*What is required*: Rewrite all of the data below as a numbered list, leaving out any blank lines.

*Extracted information*:
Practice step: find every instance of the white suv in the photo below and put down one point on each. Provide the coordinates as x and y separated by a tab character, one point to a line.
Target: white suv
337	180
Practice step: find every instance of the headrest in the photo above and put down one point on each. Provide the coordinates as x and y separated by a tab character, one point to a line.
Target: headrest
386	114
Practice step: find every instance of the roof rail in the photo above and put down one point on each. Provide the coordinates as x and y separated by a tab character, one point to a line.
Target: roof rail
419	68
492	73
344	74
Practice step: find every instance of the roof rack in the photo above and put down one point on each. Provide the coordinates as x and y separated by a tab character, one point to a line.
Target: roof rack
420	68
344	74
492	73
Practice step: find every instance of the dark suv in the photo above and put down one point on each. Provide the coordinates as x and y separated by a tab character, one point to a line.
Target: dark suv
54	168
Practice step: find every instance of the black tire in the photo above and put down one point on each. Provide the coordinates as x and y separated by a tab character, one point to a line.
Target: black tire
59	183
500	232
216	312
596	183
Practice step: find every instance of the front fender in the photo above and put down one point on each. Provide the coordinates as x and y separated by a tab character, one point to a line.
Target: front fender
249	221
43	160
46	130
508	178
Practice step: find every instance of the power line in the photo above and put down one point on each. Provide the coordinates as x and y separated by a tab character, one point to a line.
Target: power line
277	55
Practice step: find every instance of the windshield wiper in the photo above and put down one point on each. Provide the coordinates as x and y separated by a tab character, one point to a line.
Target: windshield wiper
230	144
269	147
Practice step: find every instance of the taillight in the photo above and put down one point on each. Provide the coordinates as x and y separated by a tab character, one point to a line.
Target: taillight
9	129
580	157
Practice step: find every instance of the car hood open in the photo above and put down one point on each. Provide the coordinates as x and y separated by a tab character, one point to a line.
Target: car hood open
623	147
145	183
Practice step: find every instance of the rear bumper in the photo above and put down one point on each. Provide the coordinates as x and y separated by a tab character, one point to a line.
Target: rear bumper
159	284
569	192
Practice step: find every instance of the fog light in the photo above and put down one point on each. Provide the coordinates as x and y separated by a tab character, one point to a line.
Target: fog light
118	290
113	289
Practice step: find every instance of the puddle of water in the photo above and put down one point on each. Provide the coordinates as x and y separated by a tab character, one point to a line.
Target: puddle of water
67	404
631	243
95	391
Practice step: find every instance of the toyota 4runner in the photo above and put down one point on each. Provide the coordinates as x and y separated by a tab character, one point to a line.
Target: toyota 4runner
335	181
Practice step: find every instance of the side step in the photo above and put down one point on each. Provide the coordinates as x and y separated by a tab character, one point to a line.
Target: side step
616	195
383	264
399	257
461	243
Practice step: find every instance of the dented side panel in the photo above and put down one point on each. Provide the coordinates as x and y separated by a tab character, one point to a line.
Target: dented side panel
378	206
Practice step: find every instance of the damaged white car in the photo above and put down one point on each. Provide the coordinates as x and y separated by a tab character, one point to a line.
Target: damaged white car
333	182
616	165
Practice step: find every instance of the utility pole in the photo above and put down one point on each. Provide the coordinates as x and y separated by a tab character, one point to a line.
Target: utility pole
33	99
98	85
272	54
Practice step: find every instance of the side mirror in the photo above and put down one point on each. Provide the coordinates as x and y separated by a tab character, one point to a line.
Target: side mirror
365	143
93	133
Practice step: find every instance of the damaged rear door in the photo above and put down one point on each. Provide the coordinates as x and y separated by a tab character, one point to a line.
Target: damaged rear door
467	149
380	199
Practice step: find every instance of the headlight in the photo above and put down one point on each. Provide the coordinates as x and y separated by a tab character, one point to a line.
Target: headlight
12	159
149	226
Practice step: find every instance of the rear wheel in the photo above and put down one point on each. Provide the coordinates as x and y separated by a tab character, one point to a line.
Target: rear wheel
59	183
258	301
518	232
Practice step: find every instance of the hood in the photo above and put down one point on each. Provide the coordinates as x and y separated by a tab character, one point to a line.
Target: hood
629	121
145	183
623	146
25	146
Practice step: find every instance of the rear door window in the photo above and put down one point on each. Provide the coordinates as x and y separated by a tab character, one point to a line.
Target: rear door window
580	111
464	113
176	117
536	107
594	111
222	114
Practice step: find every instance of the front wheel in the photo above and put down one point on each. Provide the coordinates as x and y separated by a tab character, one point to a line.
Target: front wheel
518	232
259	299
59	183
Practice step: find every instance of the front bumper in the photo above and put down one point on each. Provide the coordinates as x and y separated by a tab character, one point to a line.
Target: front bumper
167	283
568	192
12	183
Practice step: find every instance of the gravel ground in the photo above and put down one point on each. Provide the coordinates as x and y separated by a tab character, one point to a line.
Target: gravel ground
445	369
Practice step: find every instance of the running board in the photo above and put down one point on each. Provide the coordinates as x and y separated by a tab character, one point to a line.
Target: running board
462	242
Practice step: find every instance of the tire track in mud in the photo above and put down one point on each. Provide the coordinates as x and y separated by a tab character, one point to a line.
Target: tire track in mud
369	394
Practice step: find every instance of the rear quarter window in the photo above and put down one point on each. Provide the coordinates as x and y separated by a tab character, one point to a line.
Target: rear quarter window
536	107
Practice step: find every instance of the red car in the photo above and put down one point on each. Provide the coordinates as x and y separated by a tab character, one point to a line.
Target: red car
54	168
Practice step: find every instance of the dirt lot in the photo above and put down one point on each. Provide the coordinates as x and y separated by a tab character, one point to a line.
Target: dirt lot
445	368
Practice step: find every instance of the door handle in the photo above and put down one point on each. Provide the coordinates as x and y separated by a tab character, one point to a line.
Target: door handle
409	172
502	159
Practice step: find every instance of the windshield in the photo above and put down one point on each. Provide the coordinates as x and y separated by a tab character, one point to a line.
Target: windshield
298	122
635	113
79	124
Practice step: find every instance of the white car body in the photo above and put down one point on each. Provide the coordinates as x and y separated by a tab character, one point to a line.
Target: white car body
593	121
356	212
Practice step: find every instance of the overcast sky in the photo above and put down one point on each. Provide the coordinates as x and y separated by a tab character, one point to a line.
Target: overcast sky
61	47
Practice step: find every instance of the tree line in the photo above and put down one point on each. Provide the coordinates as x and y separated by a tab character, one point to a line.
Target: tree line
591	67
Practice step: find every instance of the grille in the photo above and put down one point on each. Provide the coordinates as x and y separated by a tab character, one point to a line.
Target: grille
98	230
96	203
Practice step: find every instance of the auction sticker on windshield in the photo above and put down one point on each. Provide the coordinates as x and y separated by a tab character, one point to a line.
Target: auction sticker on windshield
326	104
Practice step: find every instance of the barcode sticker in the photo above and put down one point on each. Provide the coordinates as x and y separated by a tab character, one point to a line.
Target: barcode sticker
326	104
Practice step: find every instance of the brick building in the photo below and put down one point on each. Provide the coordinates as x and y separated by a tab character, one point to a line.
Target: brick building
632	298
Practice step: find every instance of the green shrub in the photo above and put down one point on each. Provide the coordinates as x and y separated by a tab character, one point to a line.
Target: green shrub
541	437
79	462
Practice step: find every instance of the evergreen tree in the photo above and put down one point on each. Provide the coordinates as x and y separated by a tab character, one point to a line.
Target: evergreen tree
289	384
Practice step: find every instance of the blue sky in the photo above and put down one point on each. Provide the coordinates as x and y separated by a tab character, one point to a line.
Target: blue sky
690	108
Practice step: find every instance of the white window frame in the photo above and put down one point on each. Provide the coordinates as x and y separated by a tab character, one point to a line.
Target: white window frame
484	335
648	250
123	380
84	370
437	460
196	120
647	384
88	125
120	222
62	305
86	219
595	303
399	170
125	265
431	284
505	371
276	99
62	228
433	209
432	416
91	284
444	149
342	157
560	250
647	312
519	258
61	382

*Written response*:
1. Practice step: find every instance of the white suv in the photo below and put down one point on each. Provide the coordinates as x and y separated by a tab character, one point to a line.
2. Target: white suv
3. 337	180
4. Practice step: find every instance of the headrest in the photo above and put down one point on each. Provide the coordinates as x and y separated by a tab character, one point to a line.
5. Target: headrest
6. 386	114
7. Practice step: find every instance of the roof rail in the photo above and put down one point on each. Provide the coordinates as x and y separated by a tab character, one point to a line.
8. Target: roof rail
9. 419	68
10. 492	73
11. 344	74
12. Practice step: find every instance of the roof rack in the photo above and put down one point on each. Provide the coordinates as x and y separated by a tab character, one point to a line.
13. Target: roof rack
14. 420	68
15. 344	74
16. 492	73
17. Practice step: find every instance of the dark suv in the photo above and put down one point on each. Provide the coordinates as x and y separated by a tab character, one point to a line.
18. Target: dark suv
19. 54	168
20. Practice step: find every instance of the black tire in the photo above and put down one point on each. Provide the coordinates as x and y separated by a tab character, one point to a line.
21. Target: black tire
22. 59	183
23. 500	232
24. 216	312
25. 596	183
26. Practice step: find every instance of the front fender in the photo above and put down one point on each. Provide the coordinates as x and y separated by a tab character, one point to a line.
27. Target: front fender
28. 249	221
29. 43	160
30. 46	130
31. 508	178
32. Practice step: find every instance of the power line in the photo above and put down one point on each. Provide the coordinates as x and y separated by a tab character, one point to a line.
33. Target: power line
34. 277	55
35. Practice step: find every instance of the windshield wiper in the photo above and put down one point on each. Provide the coordinates as x and y separated by a tab character, one point to a line.
36. Target: windshield wiper
37. 230	144
38. 269	147
39. Practice step: find every instance of the taillight in the photo above and put down one point on each. Provide the coordinates as x and y separated by a tab character, one point to a line.
40. Target: taillight
41. 9	129
42. 580	157
43. Practice step: find every instance of the car hood open in the photo above and put down one point on each. Provide the coordinates as x and y separated by a tab character, one point to a line.
44. Target: car hood open
45. 623	147
46. 145	183
47. Practice step: find every instance of the rear bumper in the photo above and put down one point on each. Provide the coordinates as x and y separated by a tab character, one point to a line.
48. Target: rear bumper
49. 159	284
50. 569	192
51. Practice step: find every instance of the fog light in the photo above and put down one point on each. Provide the coordinates as x and y separated by a tab character, one point to a line.
52. Target: fog light
53. 118	290
54. 113	289
55. Practice step: find every instance of the puddle of water in the photo above and put down one point on each. Provide the coordinates as x and y separated by a tab character, one point to a line.
56. Target: puddle of water
57. 67	404
58. 631	243
59. 95	391
60. Practice step: find every instance of the toyota 4runner in the photo above and put down one point on each. Provide the coordinates as x and y separated by a tab character, one point to a line.
61. Target: toyota 4runner
62. 335	181
63. Practice step: find every instance of the side step in the photo above and put down one point on each. Provide the coordinates as x and y separated by a tab character, one point to a line.
64. Target: side step
65. 616	195
66. 383	264
67. 399	257
68. 461	243
69. Practice step: find every instance of the dented side panel in the photo above and put down one point on each. Provide the coordinates as x and y separated by a tab character, one point to a line.
70. Target: dented side panel
71. 378	206
72. Practice step: find every instance of the damaged white car in the photo above and put down one point on each. Provide the coordinates as x and y separated by a tab character, one point to a line.
73. Target: damaged white car
74. 333	182
75. 616	165
76. Practice step: find every instance of the utility pole in the photo above and put down one point on each. Provide the coordinates as x and y separated by a tab character, one point to a line.
77. Target: utility pole
78. 33	99
79. 98	85
80. 272	54
81. Practice step: find every instance of the side mirror in the photo above and put down one point on each. Provide the coordinates as x and y separated by a tab character, one point to a line.
82. Target: side mirror
83. 365	143
84. 93	133
85. Practice step: find every instance of the damaged rear door in the photo above and put down one point on each. Provide the coordinates as x and y separated by a tab character, one point to a line.
86. Target: damaged rear door
87. 467	149
88. 380	199
89. Practice step: find every instance of the headlight in the photo above and put down one point on each. Provide the coordinates as x and y separated by a tab character, one point to a line.
90. Target: headlight
91. 12	159
92. 149	226
93. Practice step: find every instance of the rear wheel in the photo above and put down one point on each. Provide the coordinates as x and y separated by a tab character, one point to a line.
94. Target: rear wheel
95. 59	183
96. 258	301
97. 518	232
98. Practice step: find every instance of the hood in the photo above and put down one point on each. Provide the coordinates as x and y separated by a tab character, one point to a line.
99. Target: hood
100. 629	121
101. 145	183
102. 623	146
103. 25	146
104. Practice step: find every instance of the rear door window in the photo above and put down one point on each. Provide the coordinates as x and y separated by a tab character, one point to a line.
105. Target: rear door window
106. 580	111
107. 464	113
108. 176	117
109. 536	107
110. 594	111
111. 222	114
112. Practice step: find every instance of the front wheel in the photo above and put down one point on each. Provide the coordinates as x and y separated by a tab character, one point to a line.
113. Target: front wheel
114. 518	232
115. 259	299
116. 59	183
117. Practice step: find every instance of the front bumper in the photo above and put down one point on each. Provide the coordinates as x and y separated by a tab character, one point to a line.
118. Target: front bumper
119. 167	283
120. 568	192
121. 12	183
122. Practice step: find every instance of the gravel ground in the photo above and put down one point on each. Provide the coordinates as x and y separated by a tab character, one point to a line.
123. Target: gravel ground
124. 445	369
125. Practice step: find every instance of the running board in the photo above and put down one point on each. Provide the coordinates as x and y separated by a tab character, one point to a line.
126. Target: running board
127. 462	242
128. Practice step: find every instance of the tire track in mud in the photo above and put down one point on each. Provide the coordinates as x and y separated by a tab character, one point to a line.
129. Target: tire track in mud
130. 369	394
131. Practice step: find every instance of the rear quarter window in the photo above and put down one point on each. Provide the coordinates as x and y separated by a tab character, one point to a line.
132. Target: rear quarter window
133. 536	107
134. Practice step: find every instance of the red car in the photo above and put down one point on each. Provide the coordinates as x and y separated by a tab character, one point to a line.
135. Target: red car
136. 54	168
137. Practice step: find every instance of the dirt lot in the photo above and put down one point on each. Provide the coordinates as x and y separated by a tab character, one point to a line.
138. Target: dirt lot
139. 445	368
140. Practice step: find every instance of the door handle in the photo above and put down one point on each. Provide the coordinates as x and y separated by a tab character, one point to a line.
141. Target: door handle
142. 409	172
143. 502	159
144. Practice step: find every instance of the windshield in the photo above and put down one point on each. Provide the coordinates as x and y separated by a tab character, one point to a line.
145. Target: windshield
146. 298	122
147. 635	113
148. 79	124
149. Practice step: find every instance of the white car body in the photo above and put down one point on each. Provide the coordinates as x and y separated by a tab character, one point to a line.
150. Target: white car body
151. 593	121
152. 356	212
153. Practice step: find every instance of the overcast sky in the photo above and put down one point on each. Provide the coordinates as x and y separated by a tab character, one point to a line.
154. Target: overcast sky
155. 61	47
156. Practice step: find every instance of the tree line in the photo above and put down one point on each. Provide the coordinates as x and y separated by a tab character, one point to a line.
157. Target: tree line
158. 591	67
159. Practice step: find every instance of the grille in the photo above and put down one point on each. Provide the coordinates as x and y separated by a tab character, one point to a line.
160. Target: grille
161. 98	230
162. 96	203
163. Practice step: find every instance of the auction sticker on windshield in the photo above and put down one point on each. Provide the coordinates as x and y separated by a tab character, one point to a line.
164. Target: auction sticker on windshield
165. 326	104
166. Practice step: find every instance of the barcode sticker in the photo above and put down one point on each. Provide the coordinates as x and y separated by a tab character, one point to a line.
167. Target: barcode sticker
168. 326	104
169. Practice step: find every instance of the brick building in the photo below and put down one point on each. Provide the coordinates as x and y separated by a tab character, one point to a line.
170. Target: brick building
171. 632	298
172. Practice step: find every instance of the green shrub in the photo above and put down one point on each. Provide the coordinates as x and y separated by a tab character, one point to a line.
173. Target: green shrub
174. 541	437
175. 79	462
176. Practice step: find every instance of the evergreen tree in the photo above and put down one point on each. Provide the coordinates as x and y separated by a tab character, one point to a line.
177. Target: evergreen tree
178. 289	384
179. Practice step: find every instance of the blue sky in the photo above and put down one point on each. Provide the coordinates as x and y separated by a tab character, one point to a line.
180. Target: blue sky
181. 690	108
182. Practice step: find every instance of the white window frame in the photo above and put down one point on each. Provide the coordinates as x and y separated by a tab character, one point to a line.
183. Target: white window frame
184. 484	335
185. 648	250
186. 123	380
187. 84	370
188. 437	460
189. 196	120
190. 647	384
191. 88	125
192. 120	222
193. 62	305
194. 86	219
195. 595	303
196. 399	170
197. 125	265
198. 431	284
199. 505	371
200. 276	99
201. 62	228
202. 433	209
203. 432	416
204. 91	284
205. 444	149
206. 342	157
207. 560	250
208. 647	312
209. 519	258
210. 61	382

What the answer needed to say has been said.